- **Your task**:
Rescale the lines below, beginning at the line that has "The component shall identify every instance of the baseball" and stopping after the line that has "(791, 1011)". Reproduce only those lines, requests included, and multiply every point coordinate in the answers by 1.75, rounding to whole numbers with halves rounded up.
»»
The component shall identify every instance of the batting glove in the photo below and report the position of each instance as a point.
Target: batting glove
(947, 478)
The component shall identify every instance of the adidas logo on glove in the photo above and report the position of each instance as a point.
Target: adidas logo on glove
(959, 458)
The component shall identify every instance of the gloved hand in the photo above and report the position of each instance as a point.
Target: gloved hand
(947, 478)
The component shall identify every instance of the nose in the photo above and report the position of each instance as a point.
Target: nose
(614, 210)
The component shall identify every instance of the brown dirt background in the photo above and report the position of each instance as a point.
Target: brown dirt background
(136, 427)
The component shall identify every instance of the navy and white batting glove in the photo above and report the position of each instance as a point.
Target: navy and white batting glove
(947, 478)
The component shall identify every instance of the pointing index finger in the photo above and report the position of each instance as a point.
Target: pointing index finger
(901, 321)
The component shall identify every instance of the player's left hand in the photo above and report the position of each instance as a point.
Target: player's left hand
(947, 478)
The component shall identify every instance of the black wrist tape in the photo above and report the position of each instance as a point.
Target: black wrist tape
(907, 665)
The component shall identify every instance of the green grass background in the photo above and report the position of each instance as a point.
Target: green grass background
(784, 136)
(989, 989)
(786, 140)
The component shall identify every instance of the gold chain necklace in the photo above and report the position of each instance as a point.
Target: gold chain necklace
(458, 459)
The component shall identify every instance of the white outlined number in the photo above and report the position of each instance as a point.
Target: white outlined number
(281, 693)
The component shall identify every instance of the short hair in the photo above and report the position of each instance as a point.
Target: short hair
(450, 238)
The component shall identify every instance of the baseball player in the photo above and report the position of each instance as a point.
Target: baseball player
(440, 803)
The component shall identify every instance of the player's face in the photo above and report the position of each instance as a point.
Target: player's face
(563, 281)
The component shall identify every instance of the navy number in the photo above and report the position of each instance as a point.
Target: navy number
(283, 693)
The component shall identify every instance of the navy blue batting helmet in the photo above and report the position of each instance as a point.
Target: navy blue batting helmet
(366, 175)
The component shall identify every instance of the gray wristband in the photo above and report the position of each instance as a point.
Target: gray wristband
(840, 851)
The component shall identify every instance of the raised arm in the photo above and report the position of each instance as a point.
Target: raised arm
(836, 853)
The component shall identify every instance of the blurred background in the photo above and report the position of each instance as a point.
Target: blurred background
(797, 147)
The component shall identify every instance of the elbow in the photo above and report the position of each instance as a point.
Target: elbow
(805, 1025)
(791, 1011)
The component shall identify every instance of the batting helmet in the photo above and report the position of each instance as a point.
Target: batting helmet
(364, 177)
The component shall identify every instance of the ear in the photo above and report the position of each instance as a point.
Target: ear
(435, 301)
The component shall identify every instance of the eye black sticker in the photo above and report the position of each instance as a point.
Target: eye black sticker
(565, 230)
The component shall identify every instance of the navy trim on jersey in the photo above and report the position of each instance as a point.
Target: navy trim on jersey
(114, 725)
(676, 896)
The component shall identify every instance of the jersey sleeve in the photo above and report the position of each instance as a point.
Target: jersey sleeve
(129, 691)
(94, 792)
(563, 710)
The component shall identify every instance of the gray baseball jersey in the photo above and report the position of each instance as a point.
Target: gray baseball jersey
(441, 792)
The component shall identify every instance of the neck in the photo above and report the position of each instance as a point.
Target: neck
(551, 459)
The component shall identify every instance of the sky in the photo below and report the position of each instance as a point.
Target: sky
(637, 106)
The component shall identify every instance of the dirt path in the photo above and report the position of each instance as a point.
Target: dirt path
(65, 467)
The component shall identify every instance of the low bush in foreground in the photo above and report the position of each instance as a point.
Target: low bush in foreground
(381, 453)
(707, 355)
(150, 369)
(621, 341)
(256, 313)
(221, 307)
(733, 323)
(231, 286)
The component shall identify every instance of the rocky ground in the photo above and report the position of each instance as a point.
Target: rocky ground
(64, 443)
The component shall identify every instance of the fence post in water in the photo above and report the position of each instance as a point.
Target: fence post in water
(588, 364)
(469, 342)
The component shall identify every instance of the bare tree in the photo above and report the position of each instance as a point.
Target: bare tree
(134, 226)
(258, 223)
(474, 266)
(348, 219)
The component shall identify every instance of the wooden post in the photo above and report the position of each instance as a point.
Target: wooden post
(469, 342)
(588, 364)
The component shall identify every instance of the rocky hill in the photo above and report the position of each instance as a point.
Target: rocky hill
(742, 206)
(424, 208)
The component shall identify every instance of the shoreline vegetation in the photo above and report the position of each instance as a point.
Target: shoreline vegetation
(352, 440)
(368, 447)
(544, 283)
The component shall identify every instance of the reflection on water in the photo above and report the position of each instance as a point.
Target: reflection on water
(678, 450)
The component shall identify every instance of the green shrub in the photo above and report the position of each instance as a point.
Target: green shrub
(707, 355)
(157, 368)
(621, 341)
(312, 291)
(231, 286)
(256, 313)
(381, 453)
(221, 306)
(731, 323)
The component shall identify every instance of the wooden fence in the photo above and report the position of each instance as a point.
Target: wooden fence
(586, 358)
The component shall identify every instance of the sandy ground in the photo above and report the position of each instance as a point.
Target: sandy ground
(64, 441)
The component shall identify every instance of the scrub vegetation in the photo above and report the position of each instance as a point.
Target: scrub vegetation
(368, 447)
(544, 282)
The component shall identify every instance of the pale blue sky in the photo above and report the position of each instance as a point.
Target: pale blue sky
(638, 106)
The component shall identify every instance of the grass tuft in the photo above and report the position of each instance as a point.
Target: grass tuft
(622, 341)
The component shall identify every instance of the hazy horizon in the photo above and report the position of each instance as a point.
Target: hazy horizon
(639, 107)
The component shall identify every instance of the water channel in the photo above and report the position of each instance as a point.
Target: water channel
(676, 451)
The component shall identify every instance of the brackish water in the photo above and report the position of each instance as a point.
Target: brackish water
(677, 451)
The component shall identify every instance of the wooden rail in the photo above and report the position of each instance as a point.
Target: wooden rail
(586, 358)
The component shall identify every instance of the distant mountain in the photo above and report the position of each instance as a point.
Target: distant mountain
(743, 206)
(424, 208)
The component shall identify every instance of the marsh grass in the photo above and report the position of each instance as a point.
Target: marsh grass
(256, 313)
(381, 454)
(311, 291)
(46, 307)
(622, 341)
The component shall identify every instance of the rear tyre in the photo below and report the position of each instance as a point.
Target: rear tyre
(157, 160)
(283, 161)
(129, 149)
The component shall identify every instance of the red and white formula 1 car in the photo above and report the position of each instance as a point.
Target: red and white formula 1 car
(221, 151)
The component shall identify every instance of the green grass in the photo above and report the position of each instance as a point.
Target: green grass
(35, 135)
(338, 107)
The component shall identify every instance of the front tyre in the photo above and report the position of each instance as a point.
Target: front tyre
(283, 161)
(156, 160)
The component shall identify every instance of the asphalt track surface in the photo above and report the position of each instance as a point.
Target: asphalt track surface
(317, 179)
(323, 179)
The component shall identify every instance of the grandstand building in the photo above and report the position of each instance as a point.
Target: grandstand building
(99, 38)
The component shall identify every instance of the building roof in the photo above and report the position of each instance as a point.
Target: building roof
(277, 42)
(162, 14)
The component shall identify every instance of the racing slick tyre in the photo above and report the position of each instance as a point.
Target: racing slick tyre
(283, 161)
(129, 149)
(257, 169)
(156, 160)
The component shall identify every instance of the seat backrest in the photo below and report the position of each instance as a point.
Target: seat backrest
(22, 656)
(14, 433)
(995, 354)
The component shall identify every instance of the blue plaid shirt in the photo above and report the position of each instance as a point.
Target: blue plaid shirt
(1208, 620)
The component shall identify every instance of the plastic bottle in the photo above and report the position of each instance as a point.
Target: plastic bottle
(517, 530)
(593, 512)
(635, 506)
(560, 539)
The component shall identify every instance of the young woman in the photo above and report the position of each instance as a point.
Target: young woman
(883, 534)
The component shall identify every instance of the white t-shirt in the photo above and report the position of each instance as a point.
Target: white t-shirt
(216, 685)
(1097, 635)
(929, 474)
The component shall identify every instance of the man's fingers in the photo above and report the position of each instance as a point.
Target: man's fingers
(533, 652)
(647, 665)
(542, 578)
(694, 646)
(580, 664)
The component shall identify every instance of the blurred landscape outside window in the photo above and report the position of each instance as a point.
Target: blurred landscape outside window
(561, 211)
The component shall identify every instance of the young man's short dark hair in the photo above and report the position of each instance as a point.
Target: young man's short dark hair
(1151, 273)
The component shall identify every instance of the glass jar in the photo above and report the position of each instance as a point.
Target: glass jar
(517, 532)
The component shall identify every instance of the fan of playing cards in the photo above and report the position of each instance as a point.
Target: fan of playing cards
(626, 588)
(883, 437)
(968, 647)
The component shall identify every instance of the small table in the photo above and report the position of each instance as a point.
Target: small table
««
- **Response to the exercise**:
The component shall identify every instance of the baseball player in the photo above and report the position of each instance as a point.
Target: baseball player
(770, 1405)
The component shall identify every instance of the player's face in the photo above and report the position of each instance as a point.
Target: player's face
(985, 492)
The component shall identify every instance of the navy number in the photo above and report the position of each instance as a point.
Target: navy number
(495, 1213)
The component shall identify every instance of the navy blue batting helmet in the photo above and report the position of each instance as a point.
Target: navy blue batting helmet
(641, 306)
The component shall identify every instance of the gray wristband in the photo above and report the position of each instance as a point.
Target: gray wristband
(1470, 1489)
The component shall identify every instance of the raised arm in the photo above and report the position of each instance as a point.
Target: raised arm
(1463, 1493)
The component shall identify every instance of the blurred background in the photo above and report the position of each instance as a point.
Target: blurred background
(1395, 257)
The component shall identify every instance of the elbow in the photo above and report the position of each instance as a point.
Target: elbow
(1409, 1794)
(1384, 1769)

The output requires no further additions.